#### Supplied data:
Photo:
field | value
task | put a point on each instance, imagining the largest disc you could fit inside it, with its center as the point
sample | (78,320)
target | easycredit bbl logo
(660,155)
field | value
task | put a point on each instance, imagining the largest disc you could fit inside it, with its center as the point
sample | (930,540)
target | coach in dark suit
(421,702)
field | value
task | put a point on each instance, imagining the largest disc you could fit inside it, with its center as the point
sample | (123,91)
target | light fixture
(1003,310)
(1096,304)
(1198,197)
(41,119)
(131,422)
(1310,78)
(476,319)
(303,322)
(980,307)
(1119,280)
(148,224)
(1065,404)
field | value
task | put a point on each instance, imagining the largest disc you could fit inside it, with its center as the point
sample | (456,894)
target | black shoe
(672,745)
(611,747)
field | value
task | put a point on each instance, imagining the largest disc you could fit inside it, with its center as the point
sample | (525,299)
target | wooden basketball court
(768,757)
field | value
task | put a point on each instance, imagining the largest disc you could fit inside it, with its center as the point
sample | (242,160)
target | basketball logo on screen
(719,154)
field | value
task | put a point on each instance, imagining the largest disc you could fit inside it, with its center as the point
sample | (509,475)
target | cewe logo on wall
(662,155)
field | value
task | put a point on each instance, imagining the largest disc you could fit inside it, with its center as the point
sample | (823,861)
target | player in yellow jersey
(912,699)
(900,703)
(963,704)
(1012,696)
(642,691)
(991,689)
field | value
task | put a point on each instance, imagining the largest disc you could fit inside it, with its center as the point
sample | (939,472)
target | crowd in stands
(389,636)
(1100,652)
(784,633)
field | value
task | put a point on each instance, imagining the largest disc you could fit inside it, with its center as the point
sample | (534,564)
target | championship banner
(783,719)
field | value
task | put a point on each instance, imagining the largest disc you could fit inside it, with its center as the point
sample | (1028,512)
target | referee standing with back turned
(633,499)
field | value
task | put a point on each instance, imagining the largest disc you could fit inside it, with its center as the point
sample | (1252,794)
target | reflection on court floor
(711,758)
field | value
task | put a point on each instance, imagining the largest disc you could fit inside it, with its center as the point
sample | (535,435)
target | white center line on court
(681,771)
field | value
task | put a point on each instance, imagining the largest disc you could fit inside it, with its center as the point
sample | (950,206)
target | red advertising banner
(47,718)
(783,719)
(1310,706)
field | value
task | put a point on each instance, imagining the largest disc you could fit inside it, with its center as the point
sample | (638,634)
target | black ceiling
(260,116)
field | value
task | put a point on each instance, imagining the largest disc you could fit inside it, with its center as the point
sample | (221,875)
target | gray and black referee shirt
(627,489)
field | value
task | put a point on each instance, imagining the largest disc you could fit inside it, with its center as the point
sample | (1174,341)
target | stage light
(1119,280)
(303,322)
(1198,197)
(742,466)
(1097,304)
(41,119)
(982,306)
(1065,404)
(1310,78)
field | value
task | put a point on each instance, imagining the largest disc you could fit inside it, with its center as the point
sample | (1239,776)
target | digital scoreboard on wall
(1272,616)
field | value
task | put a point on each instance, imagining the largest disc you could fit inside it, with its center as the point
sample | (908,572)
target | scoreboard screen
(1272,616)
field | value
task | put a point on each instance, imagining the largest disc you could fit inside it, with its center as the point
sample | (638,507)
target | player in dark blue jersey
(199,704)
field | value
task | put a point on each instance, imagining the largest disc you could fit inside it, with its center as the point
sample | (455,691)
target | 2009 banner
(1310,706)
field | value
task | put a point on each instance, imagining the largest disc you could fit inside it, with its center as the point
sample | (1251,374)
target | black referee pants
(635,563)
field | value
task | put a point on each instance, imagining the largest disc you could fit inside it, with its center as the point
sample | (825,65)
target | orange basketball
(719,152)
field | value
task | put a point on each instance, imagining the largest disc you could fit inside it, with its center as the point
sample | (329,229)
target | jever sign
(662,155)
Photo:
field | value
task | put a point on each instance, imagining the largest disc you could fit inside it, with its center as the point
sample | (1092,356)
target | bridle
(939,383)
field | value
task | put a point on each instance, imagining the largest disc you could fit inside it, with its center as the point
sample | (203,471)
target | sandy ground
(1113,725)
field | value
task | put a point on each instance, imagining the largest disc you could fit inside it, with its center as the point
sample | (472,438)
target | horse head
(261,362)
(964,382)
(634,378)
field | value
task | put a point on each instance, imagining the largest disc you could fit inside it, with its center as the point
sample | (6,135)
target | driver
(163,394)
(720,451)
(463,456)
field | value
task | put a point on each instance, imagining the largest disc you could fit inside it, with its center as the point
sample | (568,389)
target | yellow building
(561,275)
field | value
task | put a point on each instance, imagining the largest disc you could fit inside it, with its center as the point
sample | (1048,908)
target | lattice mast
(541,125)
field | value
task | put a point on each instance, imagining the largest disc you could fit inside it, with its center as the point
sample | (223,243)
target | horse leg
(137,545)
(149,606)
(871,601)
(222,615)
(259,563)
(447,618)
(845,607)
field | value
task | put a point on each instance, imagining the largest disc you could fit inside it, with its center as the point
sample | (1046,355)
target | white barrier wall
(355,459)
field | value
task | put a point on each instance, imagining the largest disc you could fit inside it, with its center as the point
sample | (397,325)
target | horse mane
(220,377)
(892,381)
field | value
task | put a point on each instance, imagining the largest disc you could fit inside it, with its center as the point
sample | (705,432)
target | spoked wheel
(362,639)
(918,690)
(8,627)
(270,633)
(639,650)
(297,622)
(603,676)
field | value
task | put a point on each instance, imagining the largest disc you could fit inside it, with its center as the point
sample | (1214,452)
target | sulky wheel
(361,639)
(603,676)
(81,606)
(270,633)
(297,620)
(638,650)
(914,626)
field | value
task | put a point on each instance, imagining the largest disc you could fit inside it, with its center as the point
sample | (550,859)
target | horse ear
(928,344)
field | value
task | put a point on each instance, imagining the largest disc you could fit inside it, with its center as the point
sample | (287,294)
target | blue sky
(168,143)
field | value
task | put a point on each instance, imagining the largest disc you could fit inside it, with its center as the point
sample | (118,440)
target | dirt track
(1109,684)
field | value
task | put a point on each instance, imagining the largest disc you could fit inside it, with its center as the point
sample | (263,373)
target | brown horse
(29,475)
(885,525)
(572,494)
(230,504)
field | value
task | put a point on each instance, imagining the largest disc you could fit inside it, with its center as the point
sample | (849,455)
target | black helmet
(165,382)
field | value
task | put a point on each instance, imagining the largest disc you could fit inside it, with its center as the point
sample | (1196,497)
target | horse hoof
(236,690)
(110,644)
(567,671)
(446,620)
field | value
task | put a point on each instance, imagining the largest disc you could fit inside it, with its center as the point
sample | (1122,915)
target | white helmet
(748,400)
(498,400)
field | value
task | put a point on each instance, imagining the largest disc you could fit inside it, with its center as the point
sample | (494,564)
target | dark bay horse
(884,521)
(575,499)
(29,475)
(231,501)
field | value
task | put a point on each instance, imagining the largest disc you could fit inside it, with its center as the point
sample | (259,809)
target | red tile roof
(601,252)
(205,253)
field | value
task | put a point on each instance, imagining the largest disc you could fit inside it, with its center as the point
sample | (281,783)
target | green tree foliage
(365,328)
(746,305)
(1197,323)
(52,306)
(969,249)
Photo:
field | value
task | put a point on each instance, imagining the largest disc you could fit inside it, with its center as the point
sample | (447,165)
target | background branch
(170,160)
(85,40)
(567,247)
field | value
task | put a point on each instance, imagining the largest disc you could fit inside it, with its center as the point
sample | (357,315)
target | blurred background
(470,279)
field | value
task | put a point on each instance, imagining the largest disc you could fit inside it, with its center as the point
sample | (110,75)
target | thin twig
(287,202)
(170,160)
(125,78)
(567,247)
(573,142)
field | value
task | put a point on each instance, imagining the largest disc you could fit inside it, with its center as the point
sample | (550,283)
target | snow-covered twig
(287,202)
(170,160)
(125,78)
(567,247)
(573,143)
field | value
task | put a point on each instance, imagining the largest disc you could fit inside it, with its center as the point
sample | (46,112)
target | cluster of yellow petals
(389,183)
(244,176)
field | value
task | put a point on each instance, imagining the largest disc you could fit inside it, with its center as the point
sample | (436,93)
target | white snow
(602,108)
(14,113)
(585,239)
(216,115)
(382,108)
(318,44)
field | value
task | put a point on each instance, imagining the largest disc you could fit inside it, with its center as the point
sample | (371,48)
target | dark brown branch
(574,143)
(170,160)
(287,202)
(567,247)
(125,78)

#### Required task:
Collect every line of the material above that contains the word "wall".

#### Written reply:
target | cewe logo on wall
target | digital scoreboard on wall
target | white barrier wall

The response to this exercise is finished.